## Stated goal A:
Reproduce word for word the part of the list of thesis defense don'ts starting at "- Surreptitioulsy fill" and ending at "flock of doves.".
## Stated goal B:
From the list of things not to do at a thesis defense, give every entry that mentions a professor.
## Stated goal C:
Extend the list of things not to do at a thesis defense with new entries in the same style, picking up after its final entry.

## Source document:
>>

Things not to do at Your Thesis Defense
- "Ladies and Gentlemen, please rise for the singing of our National Anthem..."
- "Charge the mound" when a professor beans you with a high fast question.
- Describe parts of your thesis using interpretive dance.
- Stage your own death/suicide.
- Lead the specators in a Wave.
- Have a sing-a-long.
- "You call that a question? How did they make you a professor?"
- Have bodyguards outside the room to "discourage" certain professors from sitting in.
- Puppet show.
- Group prayer.
- Sell T-shirts to recoup the cost of copying, binding, etc.
- Mime.
- Hold a Tupperware party.
- Have a bikini-clad model be in charge of changing the overheads.
- Charge a cover and check for ID.
- "Anybody else as drunk as I am?"
- Smoke machines, dramatic lighting, pyrotechnics...
- Use a Super Soaker to point at people.
- Surreptitioulsy fill the room with laughing gas.
- Door prizes and a raffle.
- "Please phrase your question in the form of an answer..."
- Present your entire talk in iambic pentameter.
- Whine piteously, beg, cry...
- Switch halfway through your talk to Pig Latin.
- Table dance (you or an exotic dancer).
- Fashion show.
- "I'd like to thank the Academy..."
- Pass the collection basket.
- Two-drink minimum.
- Black tie only.
- Incite a revolt.
- Release a flock of doves.
- "And now a reading from the Book of Mormon..."
- "There will be a short quiz after my presentation..."
- "Professor Robinson, will you marry me?"
- Bring your pet boa.
- Tell ghost stories.
- Do a "show and tell".
- Food fight.
- Challenge a professor to a duel.
- Halftime show.
- "Duck, duck, duck, duck... GOOSE!"
- "OK - which one of you farted?"
- Sell those big foam "We're number #1 (sic)" hands.
- Pass out souvenier matchbooks.
- "Tag - you're it!"
- Hang a pinata over the table and have a strolling mariachi band.

<<

## Extracted material:
>>

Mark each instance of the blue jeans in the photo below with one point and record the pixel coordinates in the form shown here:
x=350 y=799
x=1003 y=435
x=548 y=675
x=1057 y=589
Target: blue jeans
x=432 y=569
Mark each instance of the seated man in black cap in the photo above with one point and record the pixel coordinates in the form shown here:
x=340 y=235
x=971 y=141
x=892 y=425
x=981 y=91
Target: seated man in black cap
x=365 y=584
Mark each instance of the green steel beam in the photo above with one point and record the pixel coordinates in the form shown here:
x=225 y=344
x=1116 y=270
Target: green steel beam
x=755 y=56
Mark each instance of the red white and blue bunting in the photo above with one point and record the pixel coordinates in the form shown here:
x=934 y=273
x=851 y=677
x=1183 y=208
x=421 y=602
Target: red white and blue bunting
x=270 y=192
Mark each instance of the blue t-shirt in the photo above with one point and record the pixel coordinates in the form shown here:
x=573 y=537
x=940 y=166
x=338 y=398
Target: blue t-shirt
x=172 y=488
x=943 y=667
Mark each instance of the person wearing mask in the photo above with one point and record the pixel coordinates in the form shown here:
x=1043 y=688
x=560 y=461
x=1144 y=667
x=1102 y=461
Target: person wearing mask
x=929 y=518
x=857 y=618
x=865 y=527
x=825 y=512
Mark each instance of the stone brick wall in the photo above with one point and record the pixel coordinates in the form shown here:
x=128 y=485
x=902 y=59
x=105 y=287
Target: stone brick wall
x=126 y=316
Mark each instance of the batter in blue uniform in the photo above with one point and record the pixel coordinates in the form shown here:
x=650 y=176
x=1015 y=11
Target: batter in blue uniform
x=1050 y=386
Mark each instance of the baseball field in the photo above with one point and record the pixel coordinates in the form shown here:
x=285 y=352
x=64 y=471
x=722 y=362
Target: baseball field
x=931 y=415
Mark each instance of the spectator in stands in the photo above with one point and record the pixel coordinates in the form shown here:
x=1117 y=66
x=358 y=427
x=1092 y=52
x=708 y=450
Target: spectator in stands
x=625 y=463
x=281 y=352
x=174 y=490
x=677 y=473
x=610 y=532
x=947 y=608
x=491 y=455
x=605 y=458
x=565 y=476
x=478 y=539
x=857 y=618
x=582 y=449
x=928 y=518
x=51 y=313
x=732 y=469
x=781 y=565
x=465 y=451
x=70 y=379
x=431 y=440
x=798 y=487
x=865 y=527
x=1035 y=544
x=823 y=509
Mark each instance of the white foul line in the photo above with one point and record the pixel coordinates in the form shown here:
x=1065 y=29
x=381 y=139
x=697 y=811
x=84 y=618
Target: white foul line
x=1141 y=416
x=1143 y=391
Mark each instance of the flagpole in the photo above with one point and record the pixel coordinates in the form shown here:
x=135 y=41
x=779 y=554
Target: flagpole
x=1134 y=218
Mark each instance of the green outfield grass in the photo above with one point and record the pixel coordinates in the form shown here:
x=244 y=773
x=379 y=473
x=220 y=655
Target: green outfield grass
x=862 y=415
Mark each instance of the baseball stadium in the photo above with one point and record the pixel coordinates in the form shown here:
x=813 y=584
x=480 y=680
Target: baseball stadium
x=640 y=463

<<

## Answer A:
- Surreptitioulsy fill the room with laughing gas.
- Door prizes and a raffle.
- "Please phrase your question in the form of an answer..."
- Present your entire talk in iambic pentameter.
- Whine piteously, beg, cry...
- Switch halfway through your talk to Pig Latin.
- Table dance (you or an exotic dancer).
- Fashion show.
- "I'd like to thank the Academy..."
- Pass the collection basket.
- Two-drink minimum.
- Black tie only.
- Incite a revolt.
- Release a flock of doves.

## Answer B:
- "Charge the mound" when a professor beans you with a high fast question.
- "You call that a question? How did they make you a professor?"
- Have bodyguards outside the room to "discourage" certain professors from sitting in.
- "Professor Robinson, will you marry me?"
- Challenge a professor to a duel.

## Answer C:
- Make each professor remove an item of clothing for each question he asks.
- Rent a billboard on the highway proclaiming "Thanks for passing me Professors X,Y, and Z" - before your defense happens.
- Have a make-your-own-sundae table during the defense.
- Throw a masquerade defense, complete with bobbing for apples and pin-the-tail-on-the-donkey.
- Use a Greek Chorus to highlight important points.
- "The responsorial psalm can be found on page 124 of the thesis..."
- Tap dance.
- "I'm sorry Professor Smith, I didn't say 'Simon says any questions?' You're out."
- Flex and show off those massive pecs.
- Dress in top hat and tails.
- Hold a pre-defense pep rally, complete with cheerleaders, pep band, and a bonfire.
- Detonate a small nuclear device in the room or threaten to.
- Shadow puppets.
- Show slides of your last vacation.
- "OK, everybody - heads down on the desk until you show me you can behave."
- Have everyone pose for a group photo.
- Laugh maniacally.
- Start speaking in tongues.
- Explode.
- Implode.
- Spontaneously combust.
- Answer every question with a question.
- Moon everyone in the room after you are done.
- "Laugh, will you? Well, they laughed at Galileo, they laughed at Einstein..."
- Hand out 3-D glasses.
- Go into labor.
- Give your entire speech in a "Marvin Martian" accent.
- "I don't know - I didn't write this."
- Before your defense, build trapdoors underneath all the seats.
- Swing in through the window, yelling a la Tarzan.
- Hang a disco ball in the center of the room. John Travolta pose optional.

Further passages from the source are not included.